* _Supplied material_
☆ ☆ ☆ ☆ ☆
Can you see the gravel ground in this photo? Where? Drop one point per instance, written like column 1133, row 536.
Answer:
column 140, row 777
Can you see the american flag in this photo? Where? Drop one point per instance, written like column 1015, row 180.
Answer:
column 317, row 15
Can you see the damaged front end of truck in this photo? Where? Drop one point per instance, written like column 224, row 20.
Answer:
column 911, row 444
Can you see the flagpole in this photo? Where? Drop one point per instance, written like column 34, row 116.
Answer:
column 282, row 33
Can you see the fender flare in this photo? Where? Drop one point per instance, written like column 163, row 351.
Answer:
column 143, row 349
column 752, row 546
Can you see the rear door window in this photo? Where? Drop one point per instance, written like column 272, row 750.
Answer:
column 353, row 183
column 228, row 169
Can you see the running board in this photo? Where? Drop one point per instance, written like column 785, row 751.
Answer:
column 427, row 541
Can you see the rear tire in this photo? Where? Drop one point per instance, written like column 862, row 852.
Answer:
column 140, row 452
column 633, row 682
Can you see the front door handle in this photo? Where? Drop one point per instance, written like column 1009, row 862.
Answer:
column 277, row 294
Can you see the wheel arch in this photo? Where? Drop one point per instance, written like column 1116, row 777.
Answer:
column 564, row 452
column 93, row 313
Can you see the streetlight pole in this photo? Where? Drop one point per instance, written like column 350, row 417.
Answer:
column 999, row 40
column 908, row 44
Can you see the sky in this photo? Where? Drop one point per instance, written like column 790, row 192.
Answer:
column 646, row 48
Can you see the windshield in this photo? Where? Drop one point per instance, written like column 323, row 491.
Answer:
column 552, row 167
☆ ☆ ☆ ☆ ☆
* _Problem to solve_
In the records above, find each line that mentions the word "rear", and copy it.

* _Solution to the exercise_
Can you see the rear door window in this photo? Where? Drop one point per instance, written like column 272, row 750.
Can you see the rear tire in this photo? Where? Drop one point per instance, written like column 862, row 852.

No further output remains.